> **WHAT THIS TASK INVOLVES**: Copy out the records below, switching every "Drop one dot" to "Place a single marker" and leaving everything else unchanged. Leave the pictures out of your copy.

(Pointing dataset records)
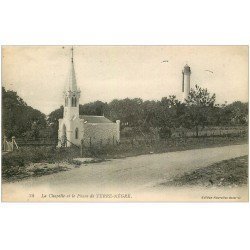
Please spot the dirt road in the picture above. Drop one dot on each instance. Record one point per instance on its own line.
(137, 177)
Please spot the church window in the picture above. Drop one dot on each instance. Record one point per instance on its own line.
(76, 133)
(73, 101)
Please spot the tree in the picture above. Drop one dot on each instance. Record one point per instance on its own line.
(168, 115)
(17, 116)
(199, 108)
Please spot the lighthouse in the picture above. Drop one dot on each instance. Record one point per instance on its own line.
(186, 72)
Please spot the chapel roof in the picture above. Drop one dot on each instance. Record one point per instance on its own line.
(95, 119)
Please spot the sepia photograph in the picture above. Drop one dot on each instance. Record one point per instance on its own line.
(125, 123)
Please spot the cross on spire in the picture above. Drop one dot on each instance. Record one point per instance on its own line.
(72, 54)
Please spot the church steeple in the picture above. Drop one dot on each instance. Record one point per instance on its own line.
(72, 85)
(71, 93)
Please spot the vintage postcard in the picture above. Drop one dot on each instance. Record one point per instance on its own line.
(124, 123)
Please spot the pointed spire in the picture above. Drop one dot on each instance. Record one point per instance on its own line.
(72, 54)
(72, 86)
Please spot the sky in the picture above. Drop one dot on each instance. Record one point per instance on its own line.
(39, 73)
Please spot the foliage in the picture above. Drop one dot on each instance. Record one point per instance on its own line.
(199, 107)
(18, 117)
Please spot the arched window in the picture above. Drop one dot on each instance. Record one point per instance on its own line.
(73, 101)
(76, 133)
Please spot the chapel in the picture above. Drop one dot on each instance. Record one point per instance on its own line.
(73, 127)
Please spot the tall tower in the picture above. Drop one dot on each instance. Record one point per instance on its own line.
(71, 94)
(186, 72)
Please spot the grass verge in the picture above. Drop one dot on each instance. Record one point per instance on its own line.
(228, 173)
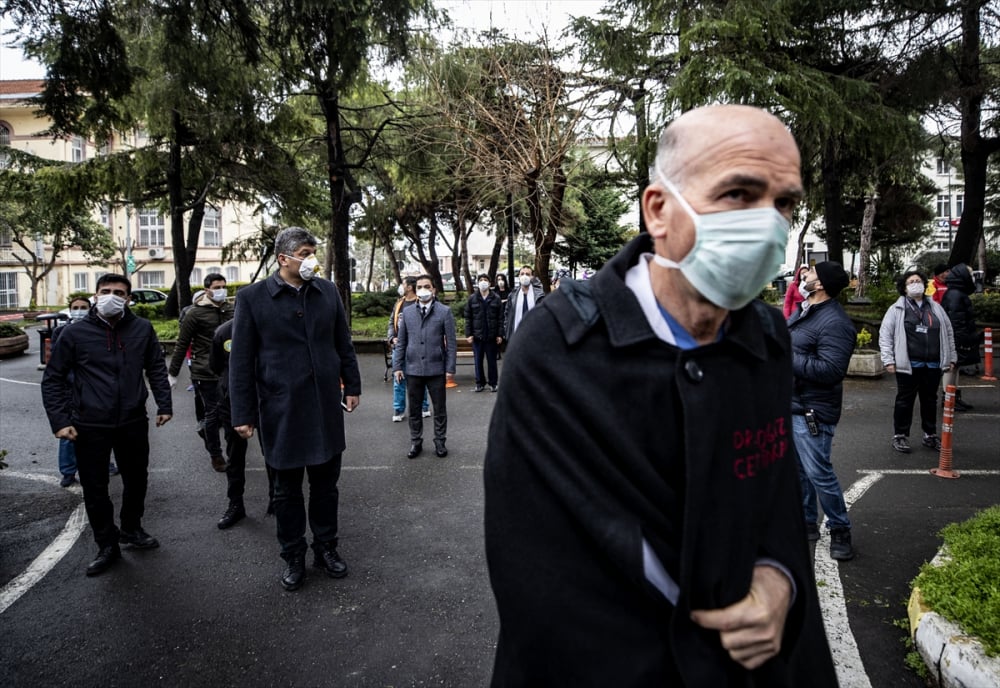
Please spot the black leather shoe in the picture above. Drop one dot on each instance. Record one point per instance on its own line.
(138, 539)
(234, 514)
(328, 560)
(295, 572)
(105, 558)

> **EXERCISE SOLUTION**:
Please spot the dirt road in the picture above. Place a single marker on each instance. Record one point per instance on its own line.
(137, 177)
Please spot the church window in the picture above. Place a single marker on each instance. Record one point per instance on its own line.
(76, 133)
(73, 101)
Please spot the tree in the picture above. Place a single marker on each instance. Record one point per instance on its own line.
(168, 115)
(17, 116)
(199, 108)
Please spot the lighthouse in the picture above. Place a single marker on each instance. Record one point per instance on its own line.
(186, 72)
Please spot the chapel roof in the picture above. Place a single marker on each instance. Record one point per instance on its own line.
(95, 119)
Please spot the sepia photograph in the picture above. Place a single marker on each instance. Record one point per instance on its own line.
(125, 123)
Please spot the cross on spire in the picture above. Place a single marker on each instance. Record one point per instance on its own line.
(72, 54)
Please spot the church steeple in the picture above. Place a single marker on each instance. Record one point per instance on its own line.
(72, 85)
(71, 93)
Please spot the vintage postcard in the picture above. Place a single marker on each instance. Record one point per instance on its own line.
(124, 123)
Please spot the pointed spire in the picture above. Place a single marker on each instance. Record one point per instance on its own line.
(72, 54)
(72, 86)
Please spot the sky in the picture above. Place a single marker on each instance. Record one point per instance on its own line.
(39, 73)
Please spot the foliage in the picture above. Place a single marker on each instance. Record one point per instance on its own line.
(199, 107)
(18, 117)
Please spot the arched window in the picture above. Place a single marker on each instance. Record one point per instance on its own line.
(73, 101)
(76, 133)
Please spot the chapel in the picture above. Place a single marker on each instance. Record one point per instance on its own line.
(73, 127)
Please spot the tall tower in the picture above. Place a single marker on each instance. Record one point per instance on its own line.
(71, 94)
(186, 72)
Please spot the grass verge in the picture above. Place a single marker on each instance. Record one point per instance on its own line.
(228, 173)
Please spot the black leather shoe in the picture above. Place a single marker on each instance. Record one point per instance on its own line.
(138, 539)
(234, 514)
(328, 560)
(295, 572)
(105, 558)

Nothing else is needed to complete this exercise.